:: Records for processing ::

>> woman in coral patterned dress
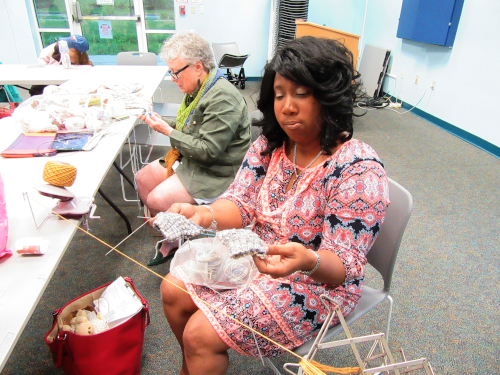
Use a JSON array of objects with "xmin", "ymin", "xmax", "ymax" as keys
[{"xmin": 161, "ymin": 37, "xmax": 389, "ymax": 375}]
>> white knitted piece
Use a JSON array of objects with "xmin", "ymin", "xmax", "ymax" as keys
[
  {"xmin": 153, "ymin": 212, "xmax": 203, "ymax": 242},
  {"xmin": 217, "ymin": 229, "xmax": 266, "ymax": 259}
]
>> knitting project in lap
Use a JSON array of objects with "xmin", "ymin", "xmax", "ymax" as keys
[{"xmin": 153, "ymin": 212, "xmax": 266, "ymax": 259}]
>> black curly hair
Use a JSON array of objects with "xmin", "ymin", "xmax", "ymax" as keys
[{"xmin": 254, "ymin": 36, "xmax": 360, "ymax": 155}]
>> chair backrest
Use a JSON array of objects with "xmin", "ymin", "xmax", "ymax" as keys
[
  {"xmin": 367, "ymin": 178, "xmax": 413, "ymax": 292},
  {"xmin": 212, "ymin": 42, "xmax": 248, "ymax": 66},
  {"xmin": 116, "ymin": 51, "xmax": 158, "ymax": 65}
]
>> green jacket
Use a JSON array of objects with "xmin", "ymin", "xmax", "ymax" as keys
[{"xmin": 170, "ymin": 78, "xmax": 251, "ymax": 199}]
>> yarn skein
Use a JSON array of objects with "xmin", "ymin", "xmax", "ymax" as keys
[{"xmin": 43, "ymin": 161, "xmax": 76, "ymax": 187}]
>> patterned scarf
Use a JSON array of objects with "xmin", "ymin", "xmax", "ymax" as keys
[{"xmin": 165, "ymin": 68, "xmax": 223, "ymax": 178}]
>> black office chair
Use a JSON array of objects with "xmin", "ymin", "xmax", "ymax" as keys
[{"xmin": 212, "ymin": 42, "xmax": 250, "ymax": 90}]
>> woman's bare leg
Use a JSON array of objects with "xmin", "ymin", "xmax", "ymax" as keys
[
  {"xmin": 136, "ymin": 160, "xmax": 196, "ymax": 216},
  {"xmin": 183, "ymin": 310, "xmax": 229, "ymax": 375},
  {"xmin": 160, "ymin": 274, "xmax": 198, "ymax": 375}
]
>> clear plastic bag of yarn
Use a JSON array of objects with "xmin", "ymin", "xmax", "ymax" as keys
[{"xmin": 170, "ymin": 237, "xmax": 259, "ymax": 290}]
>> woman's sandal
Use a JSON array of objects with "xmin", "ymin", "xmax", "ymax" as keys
[{"xmin": 147, "ymin": 241, "xmax": 178, "ymax": 267}]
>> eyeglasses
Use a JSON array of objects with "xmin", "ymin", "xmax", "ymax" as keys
[{"xmin": 168, "ymin": 64, "xmax": 191, "ymax": 79}]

:::

▶ **What is asked**: Rewrite all of the material above with "yarn" changed to "wool" and everything else left as it is. Leave out the pictures.

▶ **Task solution**:
>> woman in coral patterned dress
Use a JSON array of objects with "xmin", "ymin", "xmax", "ymax" as keys
[{"xmin": 161, "ymin": 37, "xmax": 389, "ymax": 375}]
>> white knitted piece
Use a JSON array of objects with "xmin", "ymin", "xmax", "ymax" as keys
[
  {"xmin": 153, "ymin": 212, "xmax": 203, "ymax": 242},
  {"xmin": 217, "ymin": 229, "xmax": 266, "ymax": 259}
]
>> knitting project in lap
Use a JSON array of objects with "xmin", "ymin", "xmax", "ymax" as keys
[{"xmin": 153, "ymin": 212, "xmax": 266, "ymax": 259}]
>> black curly hair
Use a JSON array of objects with "xmin", "ymin", "xmax", "ymax" as keys
[{"xmin": 254, "ymin": 36, "xmax": 360, "ymax": 155}]
>> chair backrest
Use a JSON array of objects with "xmin", "ymin", "xmax", "ymax" as keys
[
  {"xmin": 367, "ymin": 178, "xmax": 413, "ymax": 292},
  {"xmin": 212, "ymin": 42, "xmax": 248, "ymax": 66},
  {"xmin": 116, "ymin": 51, "xmax": 158, "ymax": 65}
]
>> green jacket
Use a JSON array of objects with "xmin", "ymin", "xmax", "ymax" as keys
[{"xmin": 170, "ymin": 78, "xmax": 251, "ymax": 199}]
>> wool skein
Use a JSON array of objects with "xmin", "ymin", "xmax", "ymax" as keys
[{"xmin": 43, "ymin": 161, "xmax": 76, "ymax": 187}]
>> patterned scarf
Use a JSON array of objects with "xmin", "ymin", "xmax", "ymax" as keys
[{"xmin": 165, "ymin": 68, "xmax": 223, "ymax": 178}]
>> black office chair
Use a JSON array of objects with "xmin", "ymin", "xmax", "ymax" as keys
[{"xmin": 212, "ymin": 42, "xmax": 250, "ymax": 90}]
>> woman's bare leg
Use a JSON array of objects with "xmin", "ymin", "xmax", "ymax" as keys
[
  {"xmin": 136, "ymin": 160, "xmax": 196, "ymax": 216},
  {"xmin": 183, "ymin": 310, "xmax": 229, "ymax": 375},
  {"xmin": 160, "ymin": 274, "xmax": 198, "ymax": 375}
]
>> clear plastic bag of wool
Use a JSON array of objects with "xmin", "ymin", "xmax", "ymax" as keys
[{"xmin": 170, "ymin": 237, "xmax": 259, "ymax": 290}]
>> woman's sandal
Use a JSON array of objects with "xmin", "ymin", "xmax", "ymax" as keys
[{"xmin": 147, "ymin": 241, "xmax": 178, "ymax": 267}]
>> eyeglasses
Use a JSON array of objects with "xmin", "ymin", "xmax", "ymax" as keys
[{"xmin": 168, "ymin": 64, "xmax": 191, "ymax": 79}]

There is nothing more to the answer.